The violin in recent compositions
The violin is the most expressive and versatile instrument I know. Its range is spectacular: it can as easily take command as a soloist in front of an orchestra, as it can provide the thick homogenous warmth of a string section. It can handle any musical idea from tranquil drones to virulent attacks of the bow. Slow playing is as effective as fast playing, and nothing is as close to the human voice as its soaring melodic line. It is used effectively in all styles, from classical, jazz, pop, folk, to the fiddle playing of bluegrass and Irish music.
The violin has been the conduit that has expanded my thinking about music. It is through this instrument that I was able to clear the cobwebs of my imagination to burst forth new ways of imagining how notes of music could be put together. Two recent projects of mine, which happen to both involve the consummate virtuoso, Tessa Lark, illustrate how this happened.
Tessa’s dual upbringing of both classical and bluegrass has conditioned a highly creative strategy to career building: by involving herself with practitioners from all the styles, classical, bluegrass, jazz, and pop, means that she circulates among many musical worlds. She asked me to write a small piece for her Carnegie Hall recital in 2018, and I wrote Spoon Bread, whose program note points to her Kentucky heritage. While the piece shared detaché bow strokes in common with bluegrass, it had little to do with that actual style, and I had to come to terms with the fact I fundamentally did NOT understand bluegrass. What if through study and Tessa’s guidance, I learned, and then wrote a new piece, incorporating my voice and my structures into this unfamiliar music? Tessa, in all her exuberant optimism agreed to help out, and the result was SKY (2019), a fully notated concerto that, while it develops ideas like banjo picking executed on the violin, or stomps notated in 5/4 time, in the end is not bluegrass music at all, and it never tries to abolish or replace the traditions of the classical violin concerto, Instead, it attempts to infuse a fresh view of an old form—so that something unique could be written, yet sharing in the tradition of a solo vehicle for a violin virtuoso.
In the more recent release TIME (2022), for 22 musicians, the inspiration came from another style of music I had never even heard of: a branch of house music, called Progressive House. This kind of music is made by machines: perfect beats put together by electronic sounds to create a blissed out high. Again, I studied this unfamiliar medium, and learned to write in it, using my own voice and structures. The conceit here was, why do these musical patterns have to be made by machines, when we have so many talent humans who can play? So, I turned all the drumbeats into pitched material and used only acoustic instruments. The result is an invigoration of music written for traditional acoustic instruments into something that stands apart from what you might expect these instruments to play. Tessa and I were talking, and I asked her if she might like to stop by the studio and lay down the two violin and viola tracks (she plays viola too! Who knew?) and to my utter astonishment and gratitude, Tessa said yes! Studio work comes easily for her (being an excellent reader and having a very aggressive approach to rhythmic material) and she said this would be a relaxing break from her other activities. With Paul Wiancko on cello, and Michael Thurber on bass, the five strings of TIME is a vivid plethora of rhythmic cells, beats and color. You can hear their fresh approach to music making jump off the page, which adds such important vitality to the whole.
I’ve often thought the world needs no more music: enough great music has been written to last a lifetime. If a composer endeavors to write music that he believes goes beyond mere self-expression; music that could have the durability to transcend the age it was written—that audacious claim could only be made if it carved out a unique parcel of aesthetic real estate. Imitation of the old does not contribute anything to our cultural discourse. Creating something new is the challenge, and unfortunately modernism taught us that “new” meant the inscrutable, the un-understandable, at times the ugly, and the boring. To be genuinely new is to aspire to inject vigorous engagement with things we know but are put together in surprisingly or unexpected ways. Only then can we hope to find something lasting. And the violin was the roadmap to lead me to these new territories.

» **TASK**
Answer these questions on the essay about the violin in recent compositions:
1. What piece did the author write for Tessa Lark's 2018 Carnegie Hall recital?
2. Which branch of house music inspired TIME?
3. Who plays bass on TIME?
None of the data is needed for the work on this text.

(Region pointing data)
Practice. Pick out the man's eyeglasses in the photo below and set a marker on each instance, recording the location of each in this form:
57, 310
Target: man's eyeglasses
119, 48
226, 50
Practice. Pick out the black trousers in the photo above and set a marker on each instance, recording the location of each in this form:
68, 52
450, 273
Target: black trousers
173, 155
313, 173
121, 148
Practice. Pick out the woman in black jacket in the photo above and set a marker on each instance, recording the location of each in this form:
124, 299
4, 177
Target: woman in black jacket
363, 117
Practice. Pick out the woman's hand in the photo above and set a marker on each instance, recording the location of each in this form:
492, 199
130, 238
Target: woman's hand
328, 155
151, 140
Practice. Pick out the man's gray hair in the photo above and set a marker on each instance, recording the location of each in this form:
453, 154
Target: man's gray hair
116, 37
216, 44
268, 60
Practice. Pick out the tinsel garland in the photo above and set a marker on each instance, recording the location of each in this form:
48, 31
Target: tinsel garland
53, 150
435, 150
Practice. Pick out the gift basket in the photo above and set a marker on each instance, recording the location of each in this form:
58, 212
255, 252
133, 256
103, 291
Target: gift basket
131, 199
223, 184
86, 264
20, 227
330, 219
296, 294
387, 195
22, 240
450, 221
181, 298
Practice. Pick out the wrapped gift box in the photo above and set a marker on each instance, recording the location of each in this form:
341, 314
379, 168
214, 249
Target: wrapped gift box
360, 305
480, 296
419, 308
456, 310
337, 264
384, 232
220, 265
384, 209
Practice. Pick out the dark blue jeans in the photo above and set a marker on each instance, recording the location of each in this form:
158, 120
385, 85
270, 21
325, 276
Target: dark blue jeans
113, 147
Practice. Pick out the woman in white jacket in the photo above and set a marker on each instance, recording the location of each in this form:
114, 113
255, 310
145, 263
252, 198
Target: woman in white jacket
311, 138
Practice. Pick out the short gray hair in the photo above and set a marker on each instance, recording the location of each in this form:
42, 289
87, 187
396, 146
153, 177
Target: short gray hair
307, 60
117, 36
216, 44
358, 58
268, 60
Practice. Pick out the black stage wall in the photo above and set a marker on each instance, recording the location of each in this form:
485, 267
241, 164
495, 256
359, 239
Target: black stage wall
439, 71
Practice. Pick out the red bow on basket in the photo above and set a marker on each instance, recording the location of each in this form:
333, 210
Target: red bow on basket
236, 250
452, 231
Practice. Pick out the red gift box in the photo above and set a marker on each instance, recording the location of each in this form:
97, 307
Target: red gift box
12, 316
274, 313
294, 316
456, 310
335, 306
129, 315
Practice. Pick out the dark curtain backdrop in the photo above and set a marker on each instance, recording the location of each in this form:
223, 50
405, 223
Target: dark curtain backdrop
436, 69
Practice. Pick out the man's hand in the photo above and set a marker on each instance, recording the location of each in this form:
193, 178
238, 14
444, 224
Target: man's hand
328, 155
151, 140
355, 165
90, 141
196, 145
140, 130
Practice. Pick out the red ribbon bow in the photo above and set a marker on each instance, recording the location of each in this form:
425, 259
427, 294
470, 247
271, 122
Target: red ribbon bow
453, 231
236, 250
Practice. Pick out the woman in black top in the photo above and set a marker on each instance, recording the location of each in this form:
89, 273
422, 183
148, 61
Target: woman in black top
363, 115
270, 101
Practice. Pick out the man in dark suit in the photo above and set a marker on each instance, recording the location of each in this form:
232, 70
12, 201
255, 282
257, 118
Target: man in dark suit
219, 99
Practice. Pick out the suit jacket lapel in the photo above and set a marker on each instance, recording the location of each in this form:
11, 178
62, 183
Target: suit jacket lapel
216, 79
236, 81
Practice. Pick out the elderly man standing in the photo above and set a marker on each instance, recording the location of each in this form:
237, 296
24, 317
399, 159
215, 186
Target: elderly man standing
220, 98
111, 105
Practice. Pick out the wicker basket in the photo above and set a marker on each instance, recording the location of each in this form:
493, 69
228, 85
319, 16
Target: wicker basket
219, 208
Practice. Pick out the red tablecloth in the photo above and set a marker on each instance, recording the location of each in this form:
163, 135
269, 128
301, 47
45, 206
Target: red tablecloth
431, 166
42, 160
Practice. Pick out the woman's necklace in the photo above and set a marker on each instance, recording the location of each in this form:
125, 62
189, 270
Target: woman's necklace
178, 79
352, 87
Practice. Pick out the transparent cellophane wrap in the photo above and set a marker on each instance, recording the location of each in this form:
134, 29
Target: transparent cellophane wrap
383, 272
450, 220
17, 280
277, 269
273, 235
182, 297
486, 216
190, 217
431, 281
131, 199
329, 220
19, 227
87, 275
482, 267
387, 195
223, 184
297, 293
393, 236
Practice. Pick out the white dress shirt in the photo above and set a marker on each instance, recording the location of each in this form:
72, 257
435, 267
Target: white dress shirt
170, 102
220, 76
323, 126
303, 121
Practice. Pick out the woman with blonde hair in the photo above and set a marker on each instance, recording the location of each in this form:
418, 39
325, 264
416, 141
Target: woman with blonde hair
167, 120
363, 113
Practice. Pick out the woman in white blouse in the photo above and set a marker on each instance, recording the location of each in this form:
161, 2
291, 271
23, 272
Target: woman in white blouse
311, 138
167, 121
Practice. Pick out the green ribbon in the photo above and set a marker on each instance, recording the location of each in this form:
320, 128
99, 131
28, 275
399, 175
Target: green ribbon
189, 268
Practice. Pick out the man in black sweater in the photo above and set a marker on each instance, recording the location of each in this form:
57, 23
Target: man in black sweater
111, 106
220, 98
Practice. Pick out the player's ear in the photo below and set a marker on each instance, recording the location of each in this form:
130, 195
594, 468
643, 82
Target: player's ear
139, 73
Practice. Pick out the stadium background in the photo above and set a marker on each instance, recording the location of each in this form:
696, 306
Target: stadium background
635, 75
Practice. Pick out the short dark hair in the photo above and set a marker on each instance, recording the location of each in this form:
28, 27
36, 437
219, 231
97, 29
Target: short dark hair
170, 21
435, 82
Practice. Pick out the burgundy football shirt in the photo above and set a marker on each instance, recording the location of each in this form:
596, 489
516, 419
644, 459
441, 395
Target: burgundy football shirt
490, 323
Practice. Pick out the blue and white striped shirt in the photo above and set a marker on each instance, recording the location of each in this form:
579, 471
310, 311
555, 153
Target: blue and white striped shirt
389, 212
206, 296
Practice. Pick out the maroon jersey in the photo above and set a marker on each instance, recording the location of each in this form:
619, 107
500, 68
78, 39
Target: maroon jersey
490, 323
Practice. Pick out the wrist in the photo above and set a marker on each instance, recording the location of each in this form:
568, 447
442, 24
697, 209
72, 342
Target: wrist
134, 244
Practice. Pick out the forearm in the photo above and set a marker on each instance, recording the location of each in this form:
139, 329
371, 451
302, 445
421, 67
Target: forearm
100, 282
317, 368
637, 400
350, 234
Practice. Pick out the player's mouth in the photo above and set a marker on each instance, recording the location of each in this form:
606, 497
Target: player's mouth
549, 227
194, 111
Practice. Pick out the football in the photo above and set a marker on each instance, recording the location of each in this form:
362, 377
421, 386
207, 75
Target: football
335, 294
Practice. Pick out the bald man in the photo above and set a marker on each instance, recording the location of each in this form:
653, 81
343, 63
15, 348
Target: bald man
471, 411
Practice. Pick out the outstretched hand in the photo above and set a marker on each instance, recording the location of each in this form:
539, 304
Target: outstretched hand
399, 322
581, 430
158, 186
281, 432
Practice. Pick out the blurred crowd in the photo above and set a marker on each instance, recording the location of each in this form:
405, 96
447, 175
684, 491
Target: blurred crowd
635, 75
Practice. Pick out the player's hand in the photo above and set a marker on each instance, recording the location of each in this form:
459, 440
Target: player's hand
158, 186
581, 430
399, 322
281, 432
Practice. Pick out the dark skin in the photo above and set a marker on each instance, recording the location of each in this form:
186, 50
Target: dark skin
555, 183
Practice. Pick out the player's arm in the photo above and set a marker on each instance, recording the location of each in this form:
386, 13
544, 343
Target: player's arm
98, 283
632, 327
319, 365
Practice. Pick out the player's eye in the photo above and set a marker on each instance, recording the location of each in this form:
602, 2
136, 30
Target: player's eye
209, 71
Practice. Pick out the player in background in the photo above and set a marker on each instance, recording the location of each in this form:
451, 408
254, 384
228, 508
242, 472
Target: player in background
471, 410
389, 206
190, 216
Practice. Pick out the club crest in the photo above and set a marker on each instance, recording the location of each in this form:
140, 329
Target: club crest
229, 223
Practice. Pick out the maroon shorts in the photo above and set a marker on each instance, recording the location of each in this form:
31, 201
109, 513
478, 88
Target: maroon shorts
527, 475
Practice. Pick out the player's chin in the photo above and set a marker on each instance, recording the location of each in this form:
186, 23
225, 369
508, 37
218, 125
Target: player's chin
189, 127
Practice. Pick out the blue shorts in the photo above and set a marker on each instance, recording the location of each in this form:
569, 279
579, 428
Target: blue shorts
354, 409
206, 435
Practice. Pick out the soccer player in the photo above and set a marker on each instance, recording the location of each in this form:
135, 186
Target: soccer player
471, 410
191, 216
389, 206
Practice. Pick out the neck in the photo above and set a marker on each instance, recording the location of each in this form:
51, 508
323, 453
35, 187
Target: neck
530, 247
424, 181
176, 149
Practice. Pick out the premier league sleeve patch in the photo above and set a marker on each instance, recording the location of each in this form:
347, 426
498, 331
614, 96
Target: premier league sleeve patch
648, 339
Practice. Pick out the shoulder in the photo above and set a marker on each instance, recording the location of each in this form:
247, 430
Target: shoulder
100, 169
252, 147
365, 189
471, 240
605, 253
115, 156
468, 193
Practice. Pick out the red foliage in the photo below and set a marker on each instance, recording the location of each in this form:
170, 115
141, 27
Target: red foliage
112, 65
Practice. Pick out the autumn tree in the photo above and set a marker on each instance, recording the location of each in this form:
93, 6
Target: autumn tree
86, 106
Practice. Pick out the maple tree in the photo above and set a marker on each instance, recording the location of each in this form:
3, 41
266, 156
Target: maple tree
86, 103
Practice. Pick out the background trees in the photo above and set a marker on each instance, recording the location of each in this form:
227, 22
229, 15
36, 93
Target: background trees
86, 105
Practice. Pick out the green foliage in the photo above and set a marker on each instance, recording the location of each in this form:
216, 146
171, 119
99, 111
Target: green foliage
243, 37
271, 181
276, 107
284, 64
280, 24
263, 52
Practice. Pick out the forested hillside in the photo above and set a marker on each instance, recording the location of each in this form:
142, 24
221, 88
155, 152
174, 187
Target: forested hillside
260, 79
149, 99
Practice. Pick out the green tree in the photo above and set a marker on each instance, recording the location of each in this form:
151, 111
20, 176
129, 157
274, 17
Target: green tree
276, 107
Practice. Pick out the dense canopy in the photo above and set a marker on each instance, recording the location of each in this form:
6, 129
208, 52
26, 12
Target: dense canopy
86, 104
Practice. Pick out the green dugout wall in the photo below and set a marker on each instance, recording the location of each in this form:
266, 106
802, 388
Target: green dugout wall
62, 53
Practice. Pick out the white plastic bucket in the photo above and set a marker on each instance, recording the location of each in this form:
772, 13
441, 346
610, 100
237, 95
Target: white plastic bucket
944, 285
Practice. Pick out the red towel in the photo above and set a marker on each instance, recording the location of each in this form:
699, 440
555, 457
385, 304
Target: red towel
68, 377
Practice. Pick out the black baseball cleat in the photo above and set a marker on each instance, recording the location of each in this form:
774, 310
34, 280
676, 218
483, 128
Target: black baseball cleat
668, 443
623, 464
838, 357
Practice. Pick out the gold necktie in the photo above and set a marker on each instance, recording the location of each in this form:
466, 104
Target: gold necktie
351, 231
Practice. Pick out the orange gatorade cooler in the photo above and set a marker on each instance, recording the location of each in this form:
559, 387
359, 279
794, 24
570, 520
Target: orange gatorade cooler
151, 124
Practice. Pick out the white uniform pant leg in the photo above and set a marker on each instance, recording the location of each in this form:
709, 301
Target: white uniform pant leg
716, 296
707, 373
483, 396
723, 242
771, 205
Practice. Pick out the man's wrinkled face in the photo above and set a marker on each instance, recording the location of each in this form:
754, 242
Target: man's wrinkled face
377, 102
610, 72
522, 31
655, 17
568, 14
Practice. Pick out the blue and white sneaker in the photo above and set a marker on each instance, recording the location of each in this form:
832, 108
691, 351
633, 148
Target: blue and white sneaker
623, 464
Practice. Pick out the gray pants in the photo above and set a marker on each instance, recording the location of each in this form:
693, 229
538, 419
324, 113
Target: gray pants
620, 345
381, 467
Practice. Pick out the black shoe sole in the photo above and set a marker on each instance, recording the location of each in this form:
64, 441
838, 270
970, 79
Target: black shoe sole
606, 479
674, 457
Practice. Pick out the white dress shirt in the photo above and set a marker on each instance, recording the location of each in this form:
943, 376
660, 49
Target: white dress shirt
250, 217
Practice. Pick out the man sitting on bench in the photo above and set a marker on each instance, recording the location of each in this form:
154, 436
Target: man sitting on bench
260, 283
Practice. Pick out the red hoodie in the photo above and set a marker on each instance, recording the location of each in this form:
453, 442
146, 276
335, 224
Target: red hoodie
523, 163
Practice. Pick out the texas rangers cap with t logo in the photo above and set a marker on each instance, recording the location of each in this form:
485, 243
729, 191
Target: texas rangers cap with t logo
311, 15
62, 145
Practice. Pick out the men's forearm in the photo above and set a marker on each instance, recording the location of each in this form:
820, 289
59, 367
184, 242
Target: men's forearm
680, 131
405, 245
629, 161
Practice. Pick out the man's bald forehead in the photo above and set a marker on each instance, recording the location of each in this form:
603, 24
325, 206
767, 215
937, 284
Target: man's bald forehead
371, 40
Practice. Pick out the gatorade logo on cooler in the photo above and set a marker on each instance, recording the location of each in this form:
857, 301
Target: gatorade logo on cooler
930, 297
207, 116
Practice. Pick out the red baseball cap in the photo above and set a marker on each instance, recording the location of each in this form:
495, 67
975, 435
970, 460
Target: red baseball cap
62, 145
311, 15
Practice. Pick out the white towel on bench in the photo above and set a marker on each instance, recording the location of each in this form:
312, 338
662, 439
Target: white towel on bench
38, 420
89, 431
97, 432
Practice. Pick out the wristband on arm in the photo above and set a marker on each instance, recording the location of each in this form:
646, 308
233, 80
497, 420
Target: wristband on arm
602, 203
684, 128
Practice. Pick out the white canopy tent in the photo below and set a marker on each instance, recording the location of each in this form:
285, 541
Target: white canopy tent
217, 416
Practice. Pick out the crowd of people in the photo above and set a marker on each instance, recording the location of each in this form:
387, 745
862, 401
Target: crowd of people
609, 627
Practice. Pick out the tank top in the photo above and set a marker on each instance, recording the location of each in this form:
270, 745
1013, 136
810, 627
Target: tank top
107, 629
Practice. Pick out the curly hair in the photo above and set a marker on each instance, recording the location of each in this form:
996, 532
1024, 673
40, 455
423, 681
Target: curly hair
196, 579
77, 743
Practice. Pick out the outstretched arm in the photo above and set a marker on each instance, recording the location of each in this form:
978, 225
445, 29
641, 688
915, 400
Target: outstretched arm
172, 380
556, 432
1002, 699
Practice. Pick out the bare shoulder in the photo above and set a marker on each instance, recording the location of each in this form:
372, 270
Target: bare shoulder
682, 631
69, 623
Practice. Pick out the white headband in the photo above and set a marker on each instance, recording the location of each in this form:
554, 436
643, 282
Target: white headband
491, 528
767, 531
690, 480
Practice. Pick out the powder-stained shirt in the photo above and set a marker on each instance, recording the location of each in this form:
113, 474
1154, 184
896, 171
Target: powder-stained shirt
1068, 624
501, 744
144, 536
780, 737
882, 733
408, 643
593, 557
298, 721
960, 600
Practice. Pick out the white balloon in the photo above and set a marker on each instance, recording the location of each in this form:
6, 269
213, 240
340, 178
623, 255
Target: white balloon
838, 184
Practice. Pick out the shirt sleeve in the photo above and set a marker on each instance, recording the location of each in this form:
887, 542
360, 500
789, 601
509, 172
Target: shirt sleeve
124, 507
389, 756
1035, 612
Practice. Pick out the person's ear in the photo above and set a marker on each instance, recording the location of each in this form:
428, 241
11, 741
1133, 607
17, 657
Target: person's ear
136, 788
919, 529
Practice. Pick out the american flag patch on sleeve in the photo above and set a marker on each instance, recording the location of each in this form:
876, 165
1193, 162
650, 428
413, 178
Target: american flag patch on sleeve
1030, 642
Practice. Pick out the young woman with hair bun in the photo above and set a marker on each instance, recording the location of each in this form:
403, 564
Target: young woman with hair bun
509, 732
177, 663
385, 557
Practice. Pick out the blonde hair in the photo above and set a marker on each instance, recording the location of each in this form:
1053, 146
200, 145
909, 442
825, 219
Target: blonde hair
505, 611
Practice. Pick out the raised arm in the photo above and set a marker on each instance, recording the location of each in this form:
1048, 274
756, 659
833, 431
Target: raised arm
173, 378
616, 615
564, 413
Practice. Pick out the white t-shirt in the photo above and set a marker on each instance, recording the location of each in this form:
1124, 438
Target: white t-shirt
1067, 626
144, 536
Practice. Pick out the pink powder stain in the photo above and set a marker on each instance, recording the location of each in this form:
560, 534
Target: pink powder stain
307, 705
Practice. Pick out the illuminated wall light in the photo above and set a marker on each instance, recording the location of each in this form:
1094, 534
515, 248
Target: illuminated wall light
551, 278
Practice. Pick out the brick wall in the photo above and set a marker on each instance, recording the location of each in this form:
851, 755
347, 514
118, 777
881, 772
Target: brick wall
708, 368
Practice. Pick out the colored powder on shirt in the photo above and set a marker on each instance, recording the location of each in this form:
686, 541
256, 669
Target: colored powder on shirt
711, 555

» **ANSWER BELOW**
1. Spoon Bread
2. Progressive House
3. Michael Thurber